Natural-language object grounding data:
<<<<

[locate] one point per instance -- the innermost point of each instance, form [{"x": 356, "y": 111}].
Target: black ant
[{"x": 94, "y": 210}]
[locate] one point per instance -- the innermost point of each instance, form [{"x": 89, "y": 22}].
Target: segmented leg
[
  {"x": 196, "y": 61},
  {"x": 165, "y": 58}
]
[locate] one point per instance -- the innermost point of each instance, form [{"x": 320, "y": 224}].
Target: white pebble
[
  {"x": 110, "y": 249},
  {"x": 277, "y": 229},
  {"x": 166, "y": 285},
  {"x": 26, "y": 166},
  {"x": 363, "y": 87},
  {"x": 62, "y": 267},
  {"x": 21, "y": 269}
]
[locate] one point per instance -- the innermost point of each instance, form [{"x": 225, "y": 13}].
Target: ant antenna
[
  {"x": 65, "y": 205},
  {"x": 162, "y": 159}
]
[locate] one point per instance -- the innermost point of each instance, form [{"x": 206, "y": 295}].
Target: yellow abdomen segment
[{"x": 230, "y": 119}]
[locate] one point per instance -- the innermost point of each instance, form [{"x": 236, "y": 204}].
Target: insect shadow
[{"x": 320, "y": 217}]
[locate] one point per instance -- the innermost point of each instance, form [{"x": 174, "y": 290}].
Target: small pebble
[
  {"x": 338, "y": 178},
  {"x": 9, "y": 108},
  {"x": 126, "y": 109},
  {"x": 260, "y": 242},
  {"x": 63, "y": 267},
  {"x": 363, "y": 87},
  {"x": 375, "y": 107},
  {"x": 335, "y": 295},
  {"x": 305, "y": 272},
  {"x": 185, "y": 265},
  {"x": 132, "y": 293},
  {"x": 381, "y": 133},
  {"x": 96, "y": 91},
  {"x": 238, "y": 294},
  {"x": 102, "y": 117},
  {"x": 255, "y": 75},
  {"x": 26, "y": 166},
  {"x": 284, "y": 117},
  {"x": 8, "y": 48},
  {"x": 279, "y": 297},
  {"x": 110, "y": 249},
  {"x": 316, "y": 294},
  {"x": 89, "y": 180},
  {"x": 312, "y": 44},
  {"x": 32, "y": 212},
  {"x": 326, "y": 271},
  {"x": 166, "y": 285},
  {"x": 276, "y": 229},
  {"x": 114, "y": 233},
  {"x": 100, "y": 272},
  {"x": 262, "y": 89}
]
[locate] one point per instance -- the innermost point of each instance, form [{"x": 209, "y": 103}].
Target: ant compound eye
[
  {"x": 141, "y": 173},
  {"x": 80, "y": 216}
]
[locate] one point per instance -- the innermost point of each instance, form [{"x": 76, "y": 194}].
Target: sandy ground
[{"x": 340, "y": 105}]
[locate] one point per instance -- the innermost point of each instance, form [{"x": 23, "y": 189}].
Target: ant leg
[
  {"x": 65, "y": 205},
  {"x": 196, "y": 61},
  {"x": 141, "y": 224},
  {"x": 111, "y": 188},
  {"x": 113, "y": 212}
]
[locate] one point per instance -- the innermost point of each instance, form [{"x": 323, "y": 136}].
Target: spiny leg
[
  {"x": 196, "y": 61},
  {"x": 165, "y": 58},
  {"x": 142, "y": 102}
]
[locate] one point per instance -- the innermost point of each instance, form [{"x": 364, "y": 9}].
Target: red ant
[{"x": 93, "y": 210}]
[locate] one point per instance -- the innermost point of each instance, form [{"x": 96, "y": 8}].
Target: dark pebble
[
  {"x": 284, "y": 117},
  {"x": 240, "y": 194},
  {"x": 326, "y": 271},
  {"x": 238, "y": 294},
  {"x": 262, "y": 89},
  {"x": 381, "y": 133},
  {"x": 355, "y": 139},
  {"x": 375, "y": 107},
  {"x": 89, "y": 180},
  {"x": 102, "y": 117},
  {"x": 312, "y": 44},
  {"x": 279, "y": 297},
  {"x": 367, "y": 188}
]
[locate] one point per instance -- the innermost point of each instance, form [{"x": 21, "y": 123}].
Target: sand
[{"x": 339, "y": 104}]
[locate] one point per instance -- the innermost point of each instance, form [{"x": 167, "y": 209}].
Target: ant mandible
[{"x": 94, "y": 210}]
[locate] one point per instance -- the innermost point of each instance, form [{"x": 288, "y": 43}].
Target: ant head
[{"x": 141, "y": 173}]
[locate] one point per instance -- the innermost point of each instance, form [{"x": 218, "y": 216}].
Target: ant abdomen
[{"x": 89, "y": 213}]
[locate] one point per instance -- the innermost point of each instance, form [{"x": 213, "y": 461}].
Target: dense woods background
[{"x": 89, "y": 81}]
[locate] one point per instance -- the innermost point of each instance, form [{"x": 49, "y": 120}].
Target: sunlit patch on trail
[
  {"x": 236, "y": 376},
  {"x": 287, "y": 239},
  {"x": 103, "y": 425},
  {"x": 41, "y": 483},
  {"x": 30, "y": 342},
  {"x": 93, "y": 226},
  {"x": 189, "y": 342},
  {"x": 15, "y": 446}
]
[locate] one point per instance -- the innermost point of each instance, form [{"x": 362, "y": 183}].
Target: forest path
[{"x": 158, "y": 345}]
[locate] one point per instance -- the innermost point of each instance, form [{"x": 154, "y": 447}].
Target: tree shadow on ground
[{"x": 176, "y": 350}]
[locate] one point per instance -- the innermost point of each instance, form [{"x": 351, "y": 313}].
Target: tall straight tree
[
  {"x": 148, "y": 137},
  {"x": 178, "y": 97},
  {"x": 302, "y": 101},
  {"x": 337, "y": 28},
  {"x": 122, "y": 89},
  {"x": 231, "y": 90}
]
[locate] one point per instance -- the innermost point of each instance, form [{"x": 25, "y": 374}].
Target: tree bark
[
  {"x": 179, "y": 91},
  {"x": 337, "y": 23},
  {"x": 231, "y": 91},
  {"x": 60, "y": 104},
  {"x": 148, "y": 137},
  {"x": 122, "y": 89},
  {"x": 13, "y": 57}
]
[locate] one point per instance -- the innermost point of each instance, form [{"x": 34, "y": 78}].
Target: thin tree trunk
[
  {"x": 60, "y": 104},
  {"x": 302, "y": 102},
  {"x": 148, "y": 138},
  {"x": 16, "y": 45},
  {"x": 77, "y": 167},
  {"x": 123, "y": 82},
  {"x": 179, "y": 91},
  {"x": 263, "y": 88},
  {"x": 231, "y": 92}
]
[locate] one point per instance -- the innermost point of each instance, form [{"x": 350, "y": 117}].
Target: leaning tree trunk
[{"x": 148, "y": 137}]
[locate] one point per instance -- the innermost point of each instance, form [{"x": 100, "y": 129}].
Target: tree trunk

>>>>

#### [The task]
Your response needs to restate the lines above exactly.

#### [Task response]
[locate] one point per instance -- the innermost point of each instance, form [{"x": 356, "y": 111}].
Target: black ant
[{"x": 94, "y": 210}]
[locate] one point per instance -- the innermost point of each instance, form [{"x": 89, "y": 22}].
Target: segmented leg
[
  {"x": 196, "y": 61},
  {"x": 165, "y": 58}
]
[locate] one point per instance -- the innermost point of each instance, form [{"x": 320, "y": 224}].
Target: white pebble
[
  {"x": 110, "y": 249},
  {"x": 277, "y": 229},
  {"x": 166, "y": 285},
  {"x": 26, "y": 166},
  {"x": 363, "y": 87},
  {"x": 62, "y": 267},
  {"x": 21, "y": 269}
]
[locate] one point per instance -- the innermost point of each instance, form [{"x": 225, "y": 13}].
Target: ant antenna
[
  {"x": 65, "y": 205},
  {"x": 162, "y": 159}
]
[locate] one point per instance -- the innermost point of each instance, form [{"x": 206, "y": 295}].
Target: yellow abdomen segment
[{"x": 230, "y": 119}]
[locate] one point per instance -- the innermost point of each instance, form [{"x": 236, "y": 204}].
Target: insect shadow
[{"x": 320, "y": 217}]
[locate] one point per instance -- the innermost point of each instance, form [{"x": 174, "y": 290}].
Target: small pebble
[
  {"x": 338, "y": 178},
  {"x": 9, "y": 108},
  {"x": 126, "y": 109},
  {"x": 260, "y": 242},
  {"x": 63, "y": 267},
  {"x": 363, "y": 87},
  {"x": 375, "y": 107},
  {"x": 335, "y": 295},
  {"x": 305, "y": 272},
  {"x": 185, "y": 265},
  {"x": 132, "y": 293},
  {"x": 381, "y": 133},
  {"x": 96, "y": 91},
  {"x": 238, "y": 294},
  {"x": 102, "y": 117},
  {"x": 255, "y": 75},
  {"x": 26, "y": 166},
  {"x": 284, "y": 117},
  {"x": 8, "y": 48},
  {"x": 279, "y": 297},
  {"x": 110, "y": 249},
  {"x": 316, "y": 294},
  {"x": 89, "y": 180},
  {"x": 312, "y": 44},
  {"x": 32, "y": 212},
  {"x": 326, "y": 271},
  {"x": 166, "y": 285},
  {"x": 276, "y": 229},
  {"x": 114, "y": 233},
  {"x": 100, "y": 272},
  {"x": 262, "y": 89}
]
[locate] one point per instance -- the innermost point of each instance, form [{"x": 209, "y": 103}].
Target: ant compound eye
[
  {"x": 141, "y": 173},
  {"x": 80, "y": 216}
]
[locate] one point per instance -- the innermost point of each instance, form [{"x": 76, "y": 194}].
Target: sandy ground
[{"x": 340, "y": 105}]
[locate] one point per instance -- the innermost point of each instance, form [{"x": 23, "y": 189}].
Target: ant leg
[
  {"x": 65, "y": 205},
  {"x": 196, "y": 61},
  {"x": 141, "y": 224},
  {"x": 111, "y": 188},
  {"x": 113, "y": 212}
]
[locate] one point per instance -- the innermost point of each instance, form [{"x": 323, "y": 136}].
Target: spiny leg
[
  {"x": 196, "y": 61},
  {"x": 165, "y": 58},
  {"x": 142, "y": 102}
]
[locate] one point per instance -- the innermost point of each instance, form [{"x": 364, "y": 9}].
Target: red ant
[{"x": 93, "y": 210}]
[locate] one point per instance -- the innermost point of each instance, form [{"x": 96, "y": 8}].
Target: dark pebble
[
  {"x": 284, "y": 117},
  {"x": 240, "y": 194},
  {"x": 326, "y": 271},
  {"x": 238, "y": 294},
  {"x": 262, "y": 89},
  {"x": 381, "y": 133},
  {"x": 355, "y": 139},
  {"x": 375, "y": 107},
  {"x": 89, "y": 180},
  {"x": 102, "y": 117},
  {"x": 312, "y": 44},
  {"x": 279, "y": 297},
  {"x": 367, "y": 188}
]
[locate] one point per instance -- the innermost point of each instance, form [{"x": 21, "y": 123}].
Target: sand
[{"x": 339, "y": 104}]
[locate] one point per instance -- the innermost point of each instance, form [{"x": 167, "y": 209}].
Target: ant mandible
[{"x": 94, "y": 210}]
[locate] one point per instance -- the innermost point of each instance, form [{"x": 288, "y": 43}].
Target: ant head
[{"x": 141, "y": 173}]
[locate] one point per instance -- the innermost point of each instance, form [{"x": 218, "y": 216}].
Target: ant abdomen
[{"x": 89, "y": 213}]
[locate] one point per instance -- the innermost point of each instance, form [{"x": 213, "y": 461}].
Target: dense woods background
[{"x": 89, "y": 81}]
[locate] one point per instance -- the innermost point of each instance, form [{"x": 49, "y": 120}].
Target: sunlit patch on trail
[
  {"x": 236, "y": 376},
  {"x": 287, "y": 239},
  {"x": 103, "y": 425},
  {"x": 41, "y": 483},
  {"x": 30, "y": 342},
  {"x": 93, "y": 226},
  {"x": 189, "y": 342},
  {"x": 15, "y": 446}
]
[locate] one point per instance -- the innermost point of each instance, form [{"x": 362, "y": 183}].
Target: forest path
[{"x": 158, "y": 345}]
[locate] one point per instance -- the innermost point of each instance, form [{"x": 154, "y": 447}].
Target: tree shadow on ground
[{"x": 176, "y": 350}]
[locate] one point per instance -- the innermost point of each instance, form [{"x": 351, "y": 313}].
Target: tall straight tree
[
  {"x": 148, "y": 137},
  {"x": 178, "y": 97},
  {"x": 302, "y": 101},
  {"x": 337, "y": 28},
  {"x": 122, "y": 89},
  {"x": 231, "y": 90}
]
[locate] one point per instance -- the innermost point of each instance, form [{"x": 25, "y": 374}].
Target: tree bark
[
  {"x": 179, "y": 91},
  {"x": 337, "y": 23},
  {"x": 231, "y": 91},
  {"x": 60, "y": 104},
  {"x": 148, "y": 137},
  {"x": 122, "y": 89},
  {"x": 13, "y": 57}
]
[locate] one point per instance -- the innermost point of each instance, form [{"x": 34, "y": 78}].
Target: thin tree trunk
[
  {"x": 60, "y": 104},
  {"x": 302, "y": 102},
  {"x": 148, "y": 138},
  {"x": 16, "y": 45},
  {"x": 77, "y": 167},
  {"x": 123, "y": 82},
  {"x": 179, "y": 91},
  {"x": 263, "y": 88},
  {"x": 231, "y": 92}
]
[locate] one point per instance -- the innermost point of each instance, form [{"x": 350, "y": 117}].
Target: leaning tree trunk
[{"x": 148, "y": 137}]
[locate] one point per instance -- the innermost point of each instance, form [{"x": 100, "y": 129}].
Target: tree trunk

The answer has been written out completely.